_Texte source_
* * * * *

Lutter contre la surfacturation : La mission impossible du gouvernement

Le phénomène de surfacturation gangrène l’économie nationale

Litamine Khelifa, El Watan, 06 janvier 2021

Lutter contre le phénomène de la surfacturation en Algérie est, visiblement, une tâche ardue pour le gouvernement. Elle est rendue plus difficile, notamment, par la complexité de son processus et surtout le nombre des intervenants dans l’opération d’importation. Ce phénomène gangrène notre économie nationale et siphonne les réserves de change du pays.

Les grandes pertes qu’a subies l’Algérie sont de l’ordre de 20% à 30% du volume global des importations, ont estimé plusieurs responsables du pays. En effet, c’est le chef de l’Etat, Abdelmadjid Tebboune, qui a affiché la volonté de l’Etat de s’attaquer à ce phénomène, en déclarant en mars 2020 que «nous pouvons nous protéger de la surfacturation en sanctionnant immédiatement les importateurs qui surfacturent».

Cette volonté se confirme de plus en plus avec les déclarations depuis deux semaines du ministre du Commerce, Kamel Rezig, qui a évoqué, entre autres, un projet de loi sur la pénalisation du délit de surfacturation, qui est en cours d’élaboration en collaboration avec le ministère de la Justice. Si M. Rezig n’a pas donné d’explications supplémentaires, il a tout de même insisté sur la nécessité de ce texte qui permettra à coup sûr de mettre un terme à la spéculation et la hausse injustifiée de la facture d’importations qui, en 2019, a atteint 41,93 milliards de dollars.

* * * * *

_Extraits de données_
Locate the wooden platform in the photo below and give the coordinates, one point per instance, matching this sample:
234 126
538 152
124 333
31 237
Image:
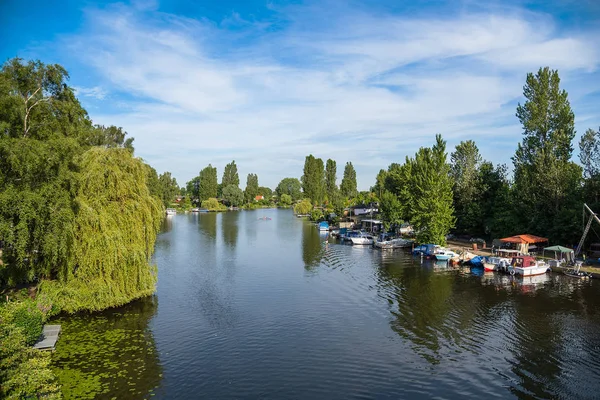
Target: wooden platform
49 338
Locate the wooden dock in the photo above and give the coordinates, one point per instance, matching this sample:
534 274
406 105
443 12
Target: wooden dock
49 338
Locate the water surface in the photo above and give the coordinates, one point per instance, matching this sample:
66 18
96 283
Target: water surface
249 308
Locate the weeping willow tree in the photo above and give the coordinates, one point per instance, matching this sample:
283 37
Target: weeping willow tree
115 228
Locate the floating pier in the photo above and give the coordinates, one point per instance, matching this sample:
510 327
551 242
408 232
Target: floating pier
49 338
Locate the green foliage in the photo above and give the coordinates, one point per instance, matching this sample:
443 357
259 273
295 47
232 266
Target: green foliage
233 195
266 192
291 187
464 167
589 153
285 200
251 190
313 180
109 137
330 179
348 187
207 183
304 207
114 233
546 182
168 188
24 371
213 204
431 192
316 214
391 209
30 320
230 175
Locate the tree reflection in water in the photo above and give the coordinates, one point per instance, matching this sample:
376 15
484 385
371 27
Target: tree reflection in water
111 354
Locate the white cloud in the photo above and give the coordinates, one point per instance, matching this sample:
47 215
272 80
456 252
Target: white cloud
96 92
361 88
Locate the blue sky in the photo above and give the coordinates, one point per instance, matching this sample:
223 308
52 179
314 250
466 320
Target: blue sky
268 82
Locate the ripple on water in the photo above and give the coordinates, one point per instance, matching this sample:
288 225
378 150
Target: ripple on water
271 310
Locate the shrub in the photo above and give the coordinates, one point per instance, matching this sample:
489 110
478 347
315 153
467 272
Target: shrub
24 371
31 320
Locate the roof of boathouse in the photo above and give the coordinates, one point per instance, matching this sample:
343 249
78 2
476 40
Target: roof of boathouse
526 238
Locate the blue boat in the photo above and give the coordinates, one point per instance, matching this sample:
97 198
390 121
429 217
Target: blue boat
323 226
424 249
476 262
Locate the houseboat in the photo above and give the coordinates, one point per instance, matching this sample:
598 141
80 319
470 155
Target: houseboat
495 263
385 242
526 266
362 239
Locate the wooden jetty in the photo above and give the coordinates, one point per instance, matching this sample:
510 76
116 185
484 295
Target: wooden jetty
49 338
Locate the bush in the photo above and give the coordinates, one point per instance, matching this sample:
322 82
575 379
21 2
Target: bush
24 371
316 214
31 320
304 207
285 200
26 316
213 204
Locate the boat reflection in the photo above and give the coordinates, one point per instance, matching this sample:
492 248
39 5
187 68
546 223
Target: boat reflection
520 283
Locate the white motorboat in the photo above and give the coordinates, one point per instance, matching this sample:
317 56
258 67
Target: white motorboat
495 263
442 254
362 239
527 266
396 243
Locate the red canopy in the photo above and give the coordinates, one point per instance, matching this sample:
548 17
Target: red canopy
524 239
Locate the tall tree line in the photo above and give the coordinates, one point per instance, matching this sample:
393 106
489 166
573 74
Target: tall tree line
62 177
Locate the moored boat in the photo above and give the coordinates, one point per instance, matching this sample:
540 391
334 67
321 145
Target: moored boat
362 239
391 243
442 254
495 263
527 266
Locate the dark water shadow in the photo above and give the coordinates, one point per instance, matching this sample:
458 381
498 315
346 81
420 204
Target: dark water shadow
111 354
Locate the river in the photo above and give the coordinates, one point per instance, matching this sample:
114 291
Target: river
249 308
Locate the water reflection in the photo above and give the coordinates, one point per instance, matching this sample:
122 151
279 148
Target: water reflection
313 245
229 228
110 354
208 225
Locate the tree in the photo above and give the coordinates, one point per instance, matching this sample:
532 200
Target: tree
313 179
546 182
212 204
42 130
251 190
464 168
110 137
379 187
35 88
330 179
207 185
193 187
304 207
285 200
391 209
233 195
230 175
111 193
431 186
589 155
291 187
266 192
168 188
348 187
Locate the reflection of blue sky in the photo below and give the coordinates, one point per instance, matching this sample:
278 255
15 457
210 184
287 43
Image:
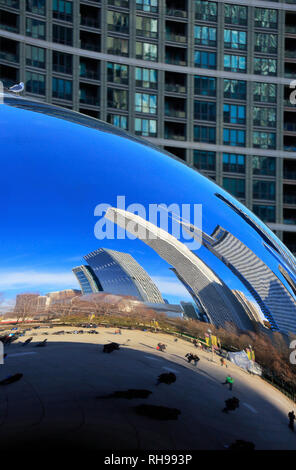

* * * * *

_Consigne_
Répondez aux questions suivantes à partir de l'article sur la surfacturation.
(a) Selon plusieurs responsables du pays, quelle part du volume global des importations représentent les pertes subies par l'Algérie ?
(b) En quel mois et quelle année le chef de l'État a-t-il fait sa déclaration sur la surfacturation ?
(c) Quel montant la facture d'importations a-t-elle atteint en 2019 ?

_Corrigé_
(a) De l'ordre de 20 % à 30 %.
(b) En mars 2020.
(c) 41,93 milliards de dollars.